## Given text

__________________________________________________

Copts March on Washington

on August 28, 2013

Hundreds of Egyptian Americans and their various supporters had barely turned the corner of Fifteenth Street, NW onto K Street in downtown Washington, DC last Thursday, August 22, before Washington Post writers published an account of the demonstration that had just taken place outside their doors. As Post staff began to recover from the trauma of their lockdown, looking through the windows and doors at signs uncomplimentary to both themselves and their beloved President, and of hearing themselves be described in chants as “supporting terrorists,” the protest moved uptown, with the end goal of the office of the military attaché at the Egyptian Embassy.

In their account, posted at 3:38 p.m., Post writers Max Fisher and Peter Hermann revealed that the newspaper building’s main lobby had been “shut down and no one was allowed in or out” during the protest. Why, one would have thought that the Muslim Brotherhood was marching on Washington!  Oh wait, if that had been the case, The Washington Post would have invited them in for a cup of tea after their meeting with President Obama. At least the writers admitted that the protestors were peaceful as they chanted and waved signs.

The demonstration was organized by the national Coptic Solidarity organization to protest what they see as the Obama Administration’s and Republicans like Senators McCain and Graham’s blatant bias towards the Muslim Brotherhood in Egypt. Demonstrators also came to be a witness to the world, and particularly to Americans, of the persecution of Egyptian Christians. And they wanted to set the record straight about this persecution – the burnings of churches, convents, schools, Christians’ homes and shops, and the killing of Christians by the Muslim Brotherhood and other Islamists in Egypt. These are deliberate acts of jihad by Islamist supremacists, not random acts of violence by a disgruntled political party.

Christian and Muslim Egyptian Americans arrived at Lafayette Park, the prime protest location in front of The White House, close to noon, in over thirty buses. As each bus let out its passengers – men, women, and children – some that had left at the crack of dawn from New Jersey, New York, Connecticut, Massachusetts, Rhode Island, Maryland, Virginia, Pennsylvania, Delaware, South Carolina, and North Carolina, they quickly outnumbered any other protest taking place in the coveted arena, including a dozen or so anti-fracking demonstrators.

Such buses will soon be able to set their automatic pilot for Washington, DC. In April, before the “People’s Coup” of July, when millions of Egyptians brought about the ouster of Muslim Brotherhood President Mohamed Morsi, the buses had rolled into town and a demonstration had begun in that very same spot and ended at the U.S. Capitol. They also came to Washington in October 2011, after the horrific massacre at Maspero. Coptic Solidarity promises that there will be more demonstrations.

This time, the feeling of the protestors and the message of their signs was even more urgent. Like their fellow Copts in Egypt, and like all Egyptians who supported the People’s Coup, the Egyptian Americans now look to the Egyptian Army and General Abdel Fatah el-Sissi as the defenders of Egypt. They are outraged that the U.S. government continues to defend the Muslim Brotherhood and to insist that all of the Islamists should be included in the “democratic process” when these groups are perpetrating such evil in Egypt.

__________________________________________________

Carry on the article about the Copts' march on Washington, picking up after its final paragraph.

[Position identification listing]
__________________________________________________

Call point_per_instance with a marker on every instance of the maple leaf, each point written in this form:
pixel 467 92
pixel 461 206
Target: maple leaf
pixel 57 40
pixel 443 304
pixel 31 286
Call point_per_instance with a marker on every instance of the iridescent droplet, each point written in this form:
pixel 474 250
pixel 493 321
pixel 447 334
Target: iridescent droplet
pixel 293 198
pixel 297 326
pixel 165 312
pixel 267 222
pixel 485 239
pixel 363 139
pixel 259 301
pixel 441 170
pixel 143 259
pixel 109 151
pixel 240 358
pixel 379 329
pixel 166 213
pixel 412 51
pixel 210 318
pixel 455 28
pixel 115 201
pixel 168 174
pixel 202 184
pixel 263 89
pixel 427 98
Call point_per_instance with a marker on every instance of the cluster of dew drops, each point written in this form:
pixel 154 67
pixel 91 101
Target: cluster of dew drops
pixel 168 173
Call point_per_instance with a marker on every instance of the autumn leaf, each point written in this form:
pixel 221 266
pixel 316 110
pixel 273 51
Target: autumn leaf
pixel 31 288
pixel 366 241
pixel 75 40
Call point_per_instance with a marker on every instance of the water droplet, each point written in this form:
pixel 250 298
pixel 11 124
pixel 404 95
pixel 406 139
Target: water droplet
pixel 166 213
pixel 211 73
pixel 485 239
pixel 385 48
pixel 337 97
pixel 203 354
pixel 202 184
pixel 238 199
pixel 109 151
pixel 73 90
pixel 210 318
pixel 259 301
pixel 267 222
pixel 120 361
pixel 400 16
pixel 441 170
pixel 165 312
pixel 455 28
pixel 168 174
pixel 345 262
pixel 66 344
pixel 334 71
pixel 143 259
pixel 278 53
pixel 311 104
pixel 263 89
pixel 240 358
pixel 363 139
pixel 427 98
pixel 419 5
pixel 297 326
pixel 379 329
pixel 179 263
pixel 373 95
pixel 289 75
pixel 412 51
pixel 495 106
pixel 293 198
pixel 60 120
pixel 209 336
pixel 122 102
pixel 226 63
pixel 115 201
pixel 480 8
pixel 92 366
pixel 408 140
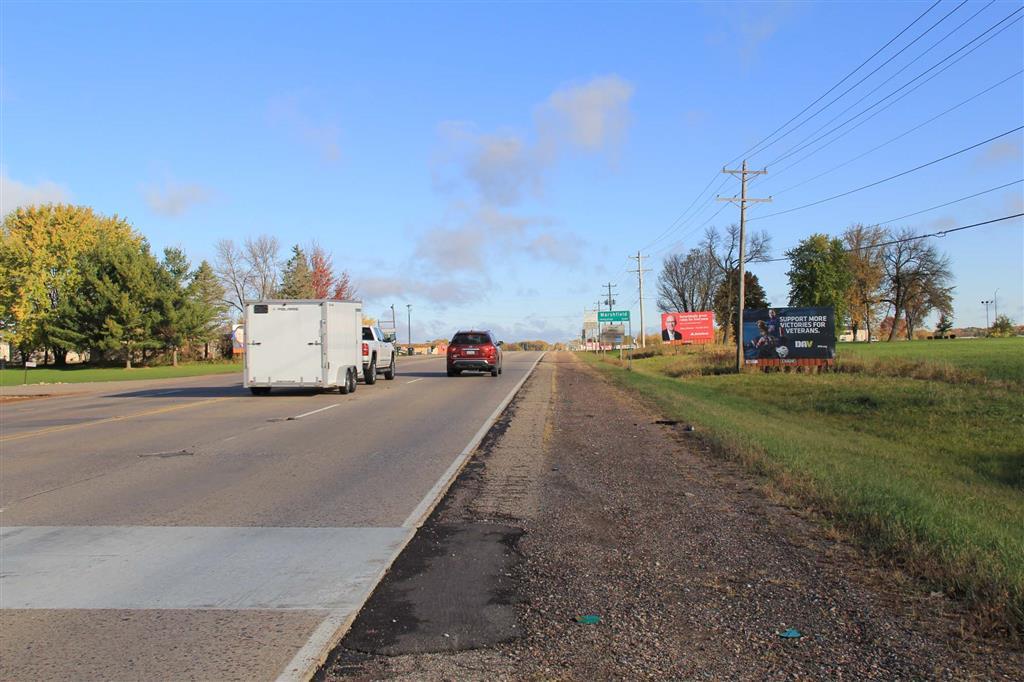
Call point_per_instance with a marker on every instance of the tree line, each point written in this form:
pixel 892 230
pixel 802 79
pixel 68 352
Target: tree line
pixel 73 280
pixel 866 273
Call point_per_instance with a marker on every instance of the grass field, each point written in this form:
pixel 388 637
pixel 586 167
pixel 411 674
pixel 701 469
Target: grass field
pixel 927 471
pixel 15 377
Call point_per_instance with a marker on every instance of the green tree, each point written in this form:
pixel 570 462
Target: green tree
pixel 40 248
pixel 297 279
pixel 1001 326
pixel 819 274
pixel 117 307
pixel 728 291
pixel 209 310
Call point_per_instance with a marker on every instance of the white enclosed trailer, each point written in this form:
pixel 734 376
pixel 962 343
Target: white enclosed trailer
pixel 303 344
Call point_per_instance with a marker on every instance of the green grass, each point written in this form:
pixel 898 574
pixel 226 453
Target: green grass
pixel 992 358
pixel 15 376
pixel 926 471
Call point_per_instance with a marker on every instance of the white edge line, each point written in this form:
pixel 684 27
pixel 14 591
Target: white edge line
pixel 313 412
pixel 312 654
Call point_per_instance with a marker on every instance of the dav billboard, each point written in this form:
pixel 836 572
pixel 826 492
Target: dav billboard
pixel 688 327
pixel 790 336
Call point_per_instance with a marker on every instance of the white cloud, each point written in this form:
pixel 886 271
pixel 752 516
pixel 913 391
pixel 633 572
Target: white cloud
pixel 322 136
pixel 14 195
pixel 1004 152
pixel 173 199
pixel 592 117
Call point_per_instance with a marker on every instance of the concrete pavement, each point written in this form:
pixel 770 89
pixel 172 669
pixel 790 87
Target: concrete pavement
pixel 167 530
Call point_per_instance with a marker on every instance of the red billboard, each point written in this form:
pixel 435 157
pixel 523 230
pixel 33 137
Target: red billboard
pixel 688 327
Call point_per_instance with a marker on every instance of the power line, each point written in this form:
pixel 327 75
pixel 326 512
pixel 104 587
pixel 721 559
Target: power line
pixel 804 143
pixel 901 135
pixel 877 69
pixel 891 177
pixel 754 148
pixel 941 232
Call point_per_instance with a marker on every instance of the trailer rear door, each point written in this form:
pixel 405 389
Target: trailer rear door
pixel 283 343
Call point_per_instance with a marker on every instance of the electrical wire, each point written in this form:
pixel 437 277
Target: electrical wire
pixel 829 90
pixel 807 141
pixel 890 141
pixel 891 177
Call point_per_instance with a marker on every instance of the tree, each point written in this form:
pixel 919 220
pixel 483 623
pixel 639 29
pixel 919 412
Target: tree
pixel 819 274
pixel 944 325
pixel 754 297
pixel 250 271
pixel 724 252
pixel 174 305
pixel 297 278
pixel 344 290
pixel 40 267
pixel 688 283
pixel 916 279
pixel 207 300
pixel 1001 326
pixel 864 260
pixel 322 264
pixel 116 307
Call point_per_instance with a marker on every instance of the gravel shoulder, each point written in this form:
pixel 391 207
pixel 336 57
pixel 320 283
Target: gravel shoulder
pixel 692 564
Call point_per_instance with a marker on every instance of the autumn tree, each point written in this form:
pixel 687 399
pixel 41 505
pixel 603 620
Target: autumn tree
pixel 687 284
pixel 116 308
pixel 916 278
pixel 864 260
pixel 297 278
pixel 819 274
pixel 40 249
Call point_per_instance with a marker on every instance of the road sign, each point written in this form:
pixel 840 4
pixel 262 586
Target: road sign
pixel 613 315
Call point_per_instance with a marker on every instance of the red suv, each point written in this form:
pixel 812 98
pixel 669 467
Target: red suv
pixel 474 350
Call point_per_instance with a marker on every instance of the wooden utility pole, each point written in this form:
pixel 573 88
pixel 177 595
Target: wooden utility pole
pixel 639 258
pixel 742 200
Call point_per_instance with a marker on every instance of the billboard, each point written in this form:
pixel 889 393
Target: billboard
pixel 790 336
pixel 688 327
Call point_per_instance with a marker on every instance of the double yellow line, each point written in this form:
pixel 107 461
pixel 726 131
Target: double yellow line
pixel 147 413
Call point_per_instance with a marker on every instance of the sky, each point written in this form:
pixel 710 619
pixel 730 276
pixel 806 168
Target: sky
pixel 495 164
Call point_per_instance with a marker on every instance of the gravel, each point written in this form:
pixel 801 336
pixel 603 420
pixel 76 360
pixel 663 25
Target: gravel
pixel 692 565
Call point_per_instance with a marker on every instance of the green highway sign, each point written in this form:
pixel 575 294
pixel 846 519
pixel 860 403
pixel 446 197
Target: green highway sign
pixel 612 315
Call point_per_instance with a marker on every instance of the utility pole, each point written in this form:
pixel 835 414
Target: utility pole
pixel 742 200
pixel 610 301
pixel 639 258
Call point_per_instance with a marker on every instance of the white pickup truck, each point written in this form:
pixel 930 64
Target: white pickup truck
pixel 378 354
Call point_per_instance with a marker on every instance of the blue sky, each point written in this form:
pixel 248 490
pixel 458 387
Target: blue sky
pixel 495 164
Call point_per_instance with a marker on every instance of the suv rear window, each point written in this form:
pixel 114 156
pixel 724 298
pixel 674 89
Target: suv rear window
pixel 470 339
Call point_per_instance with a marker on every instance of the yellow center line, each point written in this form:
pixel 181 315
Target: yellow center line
pixel 158 411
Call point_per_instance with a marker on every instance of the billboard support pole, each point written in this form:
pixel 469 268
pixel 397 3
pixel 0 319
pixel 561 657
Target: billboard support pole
pixel 742 200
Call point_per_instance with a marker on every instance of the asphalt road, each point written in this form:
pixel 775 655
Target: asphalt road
pixel 185 529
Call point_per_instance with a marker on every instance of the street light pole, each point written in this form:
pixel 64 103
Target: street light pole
pixel 409 310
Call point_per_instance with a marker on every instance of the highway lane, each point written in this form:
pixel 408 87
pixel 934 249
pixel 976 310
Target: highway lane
pixel 165 530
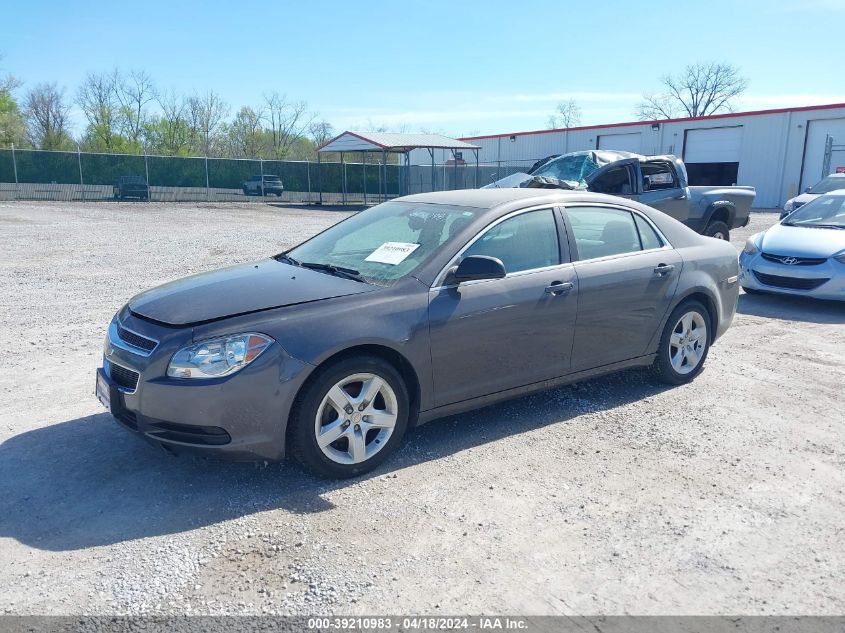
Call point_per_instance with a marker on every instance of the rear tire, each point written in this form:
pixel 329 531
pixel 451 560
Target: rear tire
pixel 684 344
pixel 362 402
pixel 719 230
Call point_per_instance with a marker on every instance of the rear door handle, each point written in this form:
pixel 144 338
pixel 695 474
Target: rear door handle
pixel 557 288
pixel 663 269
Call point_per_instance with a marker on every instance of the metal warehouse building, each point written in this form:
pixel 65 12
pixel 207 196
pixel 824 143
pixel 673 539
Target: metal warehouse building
pixel 779 152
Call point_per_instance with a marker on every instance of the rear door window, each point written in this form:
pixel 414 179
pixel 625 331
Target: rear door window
pixel 523 242
pixel 658 175
pixel 603 231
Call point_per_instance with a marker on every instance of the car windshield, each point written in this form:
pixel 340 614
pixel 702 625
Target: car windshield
pixel 826 185
pixel 573 167
pixel 384 243
pixel 825 211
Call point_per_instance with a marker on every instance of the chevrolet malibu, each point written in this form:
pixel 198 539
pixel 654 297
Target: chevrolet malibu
pixel 420 307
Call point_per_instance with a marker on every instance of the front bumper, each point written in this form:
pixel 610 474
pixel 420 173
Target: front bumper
pixel 754 269
pixel 239 417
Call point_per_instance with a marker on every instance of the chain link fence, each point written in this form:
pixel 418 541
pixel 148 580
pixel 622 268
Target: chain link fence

__________________________________________________

## Final result
In addition to burning over 82 churches and other Christian institutions and schools, the Morsi-supporters have also burned Christian homes and businesses and killed many individual Christians, including a ten-year-old girl leaving Bible study, and the shooting of a Coptic priest and the beheading of another Christian in Sinai. The Brotherhood has also tortured and killed members of the police and armed forces. Egyptians are shocked that the U.S. would now consider stopping aid to Egypt, at a time when they finally have an opportunity to achieve true democracy and religious freedom, and rout out these terrorists.

After a demonstration that included chanting slogans condemning President Obama’s foreign policy, particularly his support for the terrorist Muslim Brotherhood and his lack of support for General Sissi, the group moved on to The Washington Post. Egyptians are frustrated with the mainstream media in the West. The media, they believe, is simply parroting the talking points of the State Department and The White House. All of this was reflected in their signs, and was confirmed by The Washington Post itself in their breathless post-lockdown story.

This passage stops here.